__Trecho do texto__.
Uma poesia que dança. Uma poesia que coloca o jogo divertido
das palavras acima do protocolo dos significados. Uma poesia nômade, ambulante,
que passeia por vários mundos. Eis a poesia de Luis Turiba, de quem leio Qtais
(7 Letras). Antes de tudo, o império dos sons, como em “Ser Minério É Coisa
Sério”, poema em homenagem a Minas e aos mineiros. Antes de qualquer coisa, a
busca do novo: “Caminhar é pisar chão/ sem pisá-lo de antemão”. O poeta é um
caminhante – é uma espécie de ambulante que avança apoiado em seu cajado. Um
poeta libertário, cujo cajado (a língua?) dele também se desvia. “Meu cajado é
libertário/ temos quase a mesma altura/ caminhando em paralelo/ olhando o mundo
às avessas”.

__Material fornecido__.
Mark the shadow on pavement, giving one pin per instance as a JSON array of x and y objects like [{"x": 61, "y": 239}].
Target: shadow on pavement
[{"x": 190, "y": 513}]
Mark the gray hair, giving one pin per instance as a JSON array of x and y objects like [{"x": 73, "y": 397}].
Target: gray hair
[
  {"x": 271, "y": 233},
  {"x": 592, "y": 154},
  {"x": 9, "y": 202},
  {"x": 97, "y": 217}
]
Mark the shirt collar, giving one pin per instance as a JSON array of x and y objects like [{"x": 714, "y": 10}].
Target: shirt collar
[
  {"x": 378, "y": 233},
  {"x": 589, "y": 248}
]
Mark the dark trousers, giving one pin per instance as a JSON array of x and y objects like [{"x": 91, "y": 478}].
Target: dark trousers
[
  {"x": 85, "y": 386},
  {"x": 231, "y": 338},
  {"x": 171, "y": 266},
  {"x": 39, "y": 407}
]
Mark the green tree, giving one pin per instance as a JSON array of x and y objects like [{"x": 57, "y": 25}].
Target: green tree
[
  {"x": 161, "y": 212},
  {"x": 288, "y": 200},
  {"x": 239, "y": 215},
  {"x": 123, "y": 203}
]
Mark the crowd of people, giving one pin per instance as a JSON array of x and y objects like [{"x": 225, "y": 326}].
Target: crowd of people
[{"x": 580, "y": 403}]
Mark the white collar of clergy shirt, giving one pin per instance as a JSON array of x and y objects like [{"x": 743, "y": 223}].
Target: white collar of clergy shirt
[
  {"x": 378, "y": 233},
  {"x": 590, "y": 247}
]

__Exercícios__.
(a) Por favor, resuma em duas frases o texto sobre a poesia de Luis Turiba.
(b) No texto sobre a poesia de Luis Turiba, transforme em lista o parágrafo que começa com "Uma poesia que dança", mantendo suas informações principais.
(c) Prossiga o texto sobre a poesia de Luis Turiba a partir do ponto em que ele termina.
O material vem de outra fonte.

__Respostas por exercício__.
(a) A poesia de Luis Turiba, no livro Qtais (7 Letras), é descrita como nômade e dançante, pondo o jogo das palavras acima do protocolo dos significados e dando primazia aos sons e à busca do novo. O poeta aparece como um caminhante libertário que avança apoiado em seu cajado, o qual também se desvia dele.

(b)
- A poesia de Luis Turiba dança, é nômade e ambulante, passeia por vários mundos e põe o jogo divertido das palavras acima do protocolo dos significados.
- O livro lido é Qtais (7 Letras).
- Antes de tudo vem o império dos sons, como em "Ser Minério É Coisa Sério", homenagem a Minas e aos mineiros.
- Há a busca do novo: "Caminhar é pisar chão/ sem pisá-lo de antemão".
- O poeta é um caminhante que avança apoiado em seu cajado.
- É um poeta libertário, cujo cajado também se desvia dele: "Meu cajado é libertário/ temos quase a mesma altura/ caminhando em paralelo/ olhando o mundo às avessas".

(c)
Avançam os dois, “plugados à lei do impulso”, em uma grande
aventura zen. Vão aos tropeções, mas deles, em vez de tirar dores, tiram
lições. O poeta caminha contra a lógica: “A lógica dos lógicos já não me
interessa/ (...)/ Meu tempo está no vento peso q não pesa”. Avança sem uma
bússola, parece um sonâmbulo, Turiba nos faz ver. “Sou cego e calado e escrevo
ensimesmado”, define-se. Ainda assim, cultiva uma intensa luz interior. Diz a
si mesmo: “Não apague a luz interna e intensifique-se”. Sem direção, resta-lhe
a própria força para construir seu caminho: “levo-me leve em voos sem lei/ meu
fio terra é madeira de fibra/ sou andarilho”. Carrega um cajado “alado e
desconfiado” e assim privilegia a leveza, os voos e os grandes saltos. “Um
fariseu distraído/ afável & aviolado”.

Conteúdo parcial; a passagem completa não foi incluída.